**Set problem:** Rewrite all of the rows below, replacing "Trace the outline" with "Draw the contour" and leaving everything else unchanged. Omit the pictures from your version.

**Supplied data:**
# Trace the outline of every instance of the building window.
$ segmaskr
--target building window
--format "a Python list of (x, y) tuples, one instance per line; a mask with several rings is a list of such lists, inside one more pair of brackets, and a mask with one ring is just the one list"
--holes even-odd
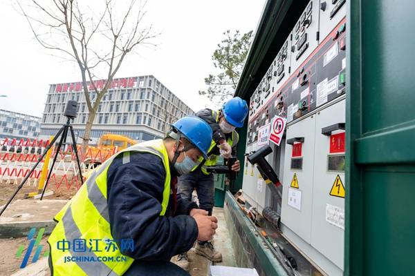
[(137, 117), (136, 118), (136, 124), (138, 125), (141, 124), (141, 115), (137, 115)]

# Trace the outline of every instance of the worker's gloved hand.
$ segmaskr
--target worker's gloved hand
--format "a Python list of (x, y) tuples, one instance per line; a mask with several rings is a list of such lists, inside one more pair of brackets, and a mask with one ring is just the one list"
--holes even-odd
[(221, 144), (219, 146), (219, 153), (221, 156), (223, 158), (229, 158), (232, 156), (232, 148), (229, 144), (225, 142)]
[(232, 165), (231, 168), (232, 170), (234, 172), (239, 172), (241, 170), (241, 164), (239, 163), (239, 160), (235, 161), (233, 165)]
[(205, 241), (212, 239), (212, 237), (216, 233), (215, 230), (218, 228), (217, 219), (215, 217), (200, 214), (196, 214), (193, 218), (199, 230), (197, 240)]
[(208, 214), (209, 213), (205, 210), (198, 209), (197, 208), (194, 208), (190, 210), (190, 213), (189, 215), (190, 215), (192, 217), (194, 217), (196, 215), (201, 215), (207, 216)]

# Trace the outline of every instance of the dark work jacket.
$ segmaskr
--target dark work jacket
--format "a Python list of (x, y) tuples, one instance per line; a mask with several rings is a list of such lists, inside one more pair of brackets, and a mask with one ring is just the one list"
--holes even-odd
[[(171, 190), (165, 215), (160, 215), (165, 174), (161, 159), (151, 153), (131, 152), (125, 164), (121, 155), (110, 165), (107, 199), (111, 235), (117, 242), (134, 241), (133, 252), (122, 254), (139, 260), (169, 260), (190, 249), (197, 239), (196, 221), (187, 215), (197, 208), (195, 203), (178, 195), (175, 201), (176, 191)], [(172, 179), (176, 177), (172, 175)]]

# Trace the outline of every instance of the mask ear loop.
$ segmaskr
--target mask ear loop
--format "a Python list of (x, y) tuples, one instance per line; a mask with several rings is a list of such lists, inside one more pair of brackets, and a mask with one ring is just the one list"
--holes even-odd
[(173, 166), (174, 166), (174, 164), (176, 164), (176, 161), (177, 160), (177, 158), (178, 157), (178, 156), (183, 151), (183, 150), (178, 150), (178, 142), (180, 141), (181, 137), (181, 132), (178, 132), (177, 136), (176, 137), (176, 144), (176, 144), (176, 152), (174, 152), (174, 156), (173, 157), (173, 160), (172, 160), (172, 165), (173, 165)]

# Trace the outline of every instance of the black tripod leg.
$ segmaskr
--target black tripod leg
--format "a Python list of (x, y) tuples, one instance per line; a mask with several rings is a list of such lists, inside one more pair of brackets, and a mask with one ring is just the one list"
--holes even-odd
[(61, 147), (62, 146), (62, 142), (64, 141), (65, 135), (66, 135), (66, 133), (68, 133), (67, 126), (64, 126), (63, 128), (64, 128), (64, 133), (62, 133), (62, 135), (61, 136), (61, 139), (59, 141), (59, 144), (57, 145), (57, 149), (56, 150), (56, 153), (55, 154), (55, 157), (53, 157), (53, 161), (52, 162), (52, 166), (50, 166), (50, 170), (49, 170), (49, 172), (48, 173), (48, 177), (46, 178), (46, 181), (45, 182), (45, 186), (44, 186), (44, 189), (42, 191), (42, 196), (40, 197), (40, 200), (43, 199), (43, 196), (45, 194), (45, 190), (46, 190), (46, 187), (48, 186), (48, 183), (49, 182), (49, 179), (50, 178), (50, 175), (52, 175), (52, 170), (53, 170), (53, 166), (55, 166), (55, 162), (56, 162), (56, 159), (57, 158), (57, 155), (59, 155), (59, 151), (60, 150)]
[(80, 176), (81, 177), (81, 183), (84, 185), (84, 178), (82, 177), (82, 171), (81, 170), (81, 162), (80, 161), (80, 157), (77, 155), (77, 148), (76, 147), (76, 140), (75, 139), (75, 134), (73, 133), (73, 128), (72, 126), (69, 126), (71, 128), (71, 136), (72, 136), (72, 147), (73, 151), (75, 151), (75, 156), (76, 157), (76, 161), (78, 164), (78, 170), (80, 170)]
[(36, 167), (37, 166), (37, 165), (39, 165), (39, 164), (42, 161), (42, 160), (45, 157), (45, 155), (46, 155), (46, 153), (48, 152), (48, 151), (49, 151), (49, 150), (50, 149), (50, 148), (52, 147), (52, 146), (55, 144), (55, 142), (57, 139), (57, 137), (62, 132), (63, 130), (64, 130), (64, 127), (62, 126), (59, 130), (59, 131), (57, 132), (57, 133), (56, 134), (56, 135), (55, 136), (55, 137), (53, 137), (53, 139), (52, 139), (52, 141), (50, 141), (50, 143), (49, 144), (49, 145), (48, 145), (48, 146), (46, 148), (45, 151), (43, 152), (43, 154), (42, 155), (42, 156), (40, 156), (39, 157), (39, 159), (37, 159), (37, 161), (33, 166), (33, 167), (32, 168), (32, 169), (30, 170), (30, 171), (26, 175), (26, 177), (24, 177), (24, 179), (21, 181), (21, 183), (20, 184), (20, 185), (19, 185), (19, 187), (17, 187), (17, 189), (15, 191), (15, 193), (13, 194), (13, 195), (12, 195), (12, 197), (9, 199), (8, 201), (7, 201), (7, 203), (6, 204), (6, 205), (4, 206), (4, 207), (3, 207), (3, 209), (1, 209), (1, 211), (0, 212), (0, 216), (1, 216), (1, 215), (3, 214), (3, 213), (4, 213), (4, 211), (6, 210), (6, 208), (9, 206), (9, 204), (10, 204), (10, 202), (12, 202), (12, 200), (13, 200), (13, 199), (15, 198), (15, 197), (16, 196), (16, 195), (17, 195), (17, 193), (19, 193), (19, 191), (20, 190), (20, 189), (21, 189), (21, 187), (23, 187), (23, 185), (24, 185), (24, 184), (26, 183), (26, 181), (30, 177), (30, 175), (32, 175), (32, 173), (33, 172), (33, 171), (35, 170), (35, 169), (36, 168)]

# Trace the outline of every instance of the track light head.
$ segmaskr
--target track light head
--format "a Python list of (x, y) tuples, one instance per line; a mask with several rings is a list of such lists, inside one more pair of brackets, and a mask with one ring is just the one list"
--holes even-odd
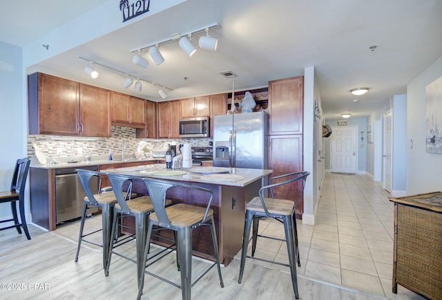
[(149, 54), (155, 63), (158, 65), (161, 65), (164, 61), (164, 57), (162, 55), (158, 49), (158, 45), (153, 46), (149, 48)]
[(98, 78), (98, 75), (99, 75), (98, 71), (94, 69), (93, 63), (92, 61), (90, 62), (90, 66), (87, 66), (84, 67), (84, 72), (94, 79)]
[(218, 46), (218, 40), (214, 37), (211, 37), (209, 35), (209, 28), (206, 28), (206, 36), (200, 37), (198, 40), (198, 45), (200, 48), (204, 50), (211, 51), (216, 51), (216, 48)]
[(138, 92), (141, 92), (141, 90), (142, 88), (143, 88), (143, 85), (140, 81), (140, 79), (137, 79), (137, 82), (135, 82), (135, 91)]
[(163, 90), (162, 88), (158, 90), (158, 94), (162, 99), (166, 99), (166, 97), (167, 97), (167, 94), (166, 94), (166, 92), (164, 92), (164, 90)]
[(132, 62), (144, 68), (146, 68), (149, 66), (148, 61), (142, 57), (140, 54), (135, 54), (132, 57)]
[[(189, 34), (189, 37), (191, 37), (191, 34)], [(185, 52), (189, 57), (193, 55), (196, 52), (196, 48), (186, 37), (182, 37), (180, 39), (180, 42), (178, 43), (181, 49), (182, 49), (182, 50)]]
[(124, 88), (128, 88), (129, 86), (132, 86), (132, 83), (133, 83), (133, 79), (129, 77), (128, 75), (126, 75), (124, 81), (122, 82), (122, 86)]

**Task response:**
# Draw the contour of every instance of the building window.
$ segmaskr
--target building window
--format "a Python list of (x, y) tuples, one instance per line; a mask with several rings is a list of such lists, inside one more pair of brackets, and a mask with one ring is just the one list"
--holes even-odd
[(137, 117), (136, 118), (136, 124), (138, 125), (141, 124), (141, 115), (137, 115)]

# Draw the contour of every instance of the worker's gloved hand.
$ segmaskr
--target worker's gloved hand
--format "a Python list of (x, y) tuples, one instance per line; a mask with several rings is a list of such lists, inside one more pair of brackets, and a mask with one ring is just the one list"
--holes even-odd
[(221, 144), (219, 146), (219, 153), (221, 156), (223, 158), (229, 158), (232, 156), (232, 148), (229, 144), (225, 142)]
[(232, 165), (231, 168), (232, 170), (234, 172), (239, 172), (241, 170), (241, 164), (239, 163), (239, 160), (235, 161), (233, 165)]
[(205, 241), (212, 239), (212, 237), (216, 233), (215, 230), (218, 228), (217, 219), (215, 217), (200, 214), (196, 214), (193, 218), (199, 230), (197, 240)]
[(208, 214), (209, 213), (205, 210), (198, 209), (197, 208), (194, 208), (190, 210), (190, 213), (189, 215), (190, 215), (192, 217), (194, 217), (196, 215), (201, 215), (207, 216)]

# Draw the contour of every instance of the dark work jacket.
$ segmaskr
--target dark work jacket
--format "a Python list of (x, y) tuples, one instance per line; a mask with several rings is a list of such lists, inside one more pair of brackets, and a mask with one ring is just the one list"
--holes even-odd
[[(171, 190), (165, 215), (160, 215), (165, 174), (161, 159), (151, 153), (131, 152), (125, 164), (121, 155), (110, 165), (107, 199), (111, 235), (117, 242), (134, 241), (133, 252), (122, 254), (139, 260), (169, 260), (190, 249), (197, 239), (196, 221), (187, 215), (197, 208), (195, 203), (178, 195), (175, 201), (176, 191)], [(172, 179), (176, 177), (172, 175)]]

# Draw the contour of every instance of the mask ear loop.
$ segmaskr
--target mask ear loop
--format "a Python list of (x, y) tuples, one instance per line; a mask with several rings is a list of such lists, inside one more pair of brackets, and a mask with one ring is just the one list"
--holes even-odd
[(173, 166), (174, 166), (174, 164), (176, 164), (176, 161), (177, 160), (177, 158), (178, 157), (178, 156), (183, 151), (183, 150), (178, 150), (178, 142), (180, 141), (181, 137), (181, 132), (178, 132), (177, 136), (176, 137), (176, 144), (176, 144), (176, 152), (174, 152), (174, 156), (173, 157), (173, 160), (172, 160), (172, 165), (173, 165)]

# Draw the contour of every instance of the black tripod leg.
$ segmaskr
--target black tripod leg
--format "a Python list of (x, y) tuples, one instance per line; a mask with several rings is a list of such lists, inside one more pair of brackets, and a mask with one ring is just the one list"
--holes even-odd
[(61, 147), (62, 146), (62, 142), (64, 141), (65, 135), (66, 135), (66, 133), (68, 133), (67, 126), (64, 126), (63, 128), (64, 128), (64, 133), (62, 133), (62, 135), (61, 136), (61, 139), (59, 141), (59, 144), (57, 145), (57, 149), (56, 150), (56, 153), (55, 154), (55, 157), (53, 157), (53, 161), (52, 162), (52, 166), (50, 166), (50, 170), (49, 170), (49, 172), (48, 173), (48, 177), (46, 178), (46, 181), (45, 182), (45, 186), (44, 186), (44, 189), (42, 191), (42, 196), (40, 197), (40, 200), (43, 199), (43, 196), (45, 194), (45, 190), (46, 190), (46, 187), (48, 186), (48, 183), (49, 182), (49, 179), (50, 178), (50, 175), (52, 175), (52, 170), (53, 170), (53, 166), (55, 166), (55, 162), (56, 162), (56, 159), (57, 158), (57, 155), (59, 155), (59, 151), (60, 150)]
[(80, 176), (81, 177), (81, 183), (84, 185), (84, 178), (82, 177), (82, 171), (81, 170), (81, 162), (80, 161), (80, 157), (77, 155), (77, 148), (76, 147), (76, 140), (75, 139), (75, 134), (73, 133), (73, 128), (72, 126), (69, 126), (71, 128), (71, 136), (72, 136), (72, 147), (73, 151), (75, 151), (75, 156), (76, 157), (76, 161), (78, 164), (78, 170), (80, 170)]
[(36, 167), (37, 166), (37, 165), (39, 165), (39, 164), (42, 161), (42, 160), (45, 157), (45, 155), (46, 155), (46, 153), (48, 152), (48, 151), (49, 151), (49, 150), (50, 149), (50, 148), (52, 147), (52, 146), (55, 144), (55, 142), (57, 139), (57, 137), (62, 132), (63, 130), (64, 130), (64, 127), (62, 126), (59, 130), (59, 131), (57, 132), (57, 133), (56, 134), (56, 135), (55, 136), (55, 137), (53, 137), (53, 139), (52, 139), (52, 141), (50, 141), (50, 143), (49, 144), (49, 145), (48, 145), (48, 146), (46, 148), (45, 151), (43, 152), (43, 154), (42, 155), (42, 156), (40, 156), (39, 157), (39, 159), (37, 159), (37, 161), (33, 166), (33, 167), (32, 168), (32, 169), (30, 170), (30, 171), (26, 175), (26, 177), (24, 177), (24, 179), (21, 181), (21, 183), (20, 184), (20, 185), (19, 185), (19, 187), (17, 187), (17, 189), (15, 191), (15, 193), (13, 194), (13, 195), (12, 195), (12, 197), (9, 199), (8, 201), (7, 201), (7, 203), (6, 204), (6, 205), (4, 206), (4, 207), (3, 207), (3, 209), (1, 209), (1, 211), (0, 212), (0, 216), (1, 216), (1, 215), (3, 214), (3, 213), (4, 213), (4, 211), (6, 210), (6, 208), (9, 206), (9, 204), (10, 204), (10, 202), (12, 202), (12, 200), (13, 200), (13, 199), (15, 198), (15, 197), (16, 196), (16, 195), (17, 195), (17, 193), (19, 193), (19, 191), (20, 190), (20, 189), (21, 189), (21, 187), (23, 187), (23, 185), (24, 185), (24, 184), (26, 183), (26, 181), (30, 177), (30, 175), (32, 175), (32, 173), (33, 172), (33, 171), (35, 170), (35, 169), (36, 168)]

# Draw the contour of every instance of the track light head.
$ segmaskr
--target track light head
--format "a Python list of (x, y) tuples, one instance per line; a mask with several rings is a list of such lists, inside one more pair of brackets, and a mask with one ring is just the one list"
--holes even-odd
[(149, 54), (155, 63), (158, 65), (161, 65), (164, 61), (164, 57), (162, 55), (158, 49), (158, 45), (153, 46), (149, 48)]
[(98, 78), (98, 75), (99, 75), (98, 71), (94, 69), (93, 63), (92, 61), (90, 62), (90, 66), (87, 66), (84, 67), (84, 72), (94, 79)]
[(218, 46), (218, 40), (214, 37), (211, 37), (209, 35), (209, 28), (206, 28), (206, 36), (200, 37), (198, 40), (198, 45), (200, 48), (204, 50), (211, 51), (216, 51), (216, 48)]
[(138, 92), (141, 92), (141, 90), (142, 88), (143, 88), (143, 85), (140, 81), (140, 79), (137, 79), (137, 82), (135, 82), (135, 91)]
[(163, 90), (162, 88), (158, 90), (158, 94), (162, 99), (166, 99), (166, 97), (167, 97), (167, 94), (166, 94), (166, 92), (164, 92), (164, 90)]
[(132, 62), (144, 68), (146, 68), (149, 66), (148, 61), (142, 57), (140, 54), (135, 54), (132, 57)]
[[(189, 34), (189, 37), (191, 37), (191, 34)], [(185, 52), (189, 57), (193, 55), (196, 52), (196, 48), (186, 37), (182, 37), (180, 39), (180, 42), (178, 43), (181, 49), (182, 49), (182, 50)]]
[(124, 88), (128, 88), (129, 86), (132, 86), (132, 83), (133, 83), (133, 79), (129, 77), (128, 75), (126, 75), (124, 81), (122, 82), (122, 86)]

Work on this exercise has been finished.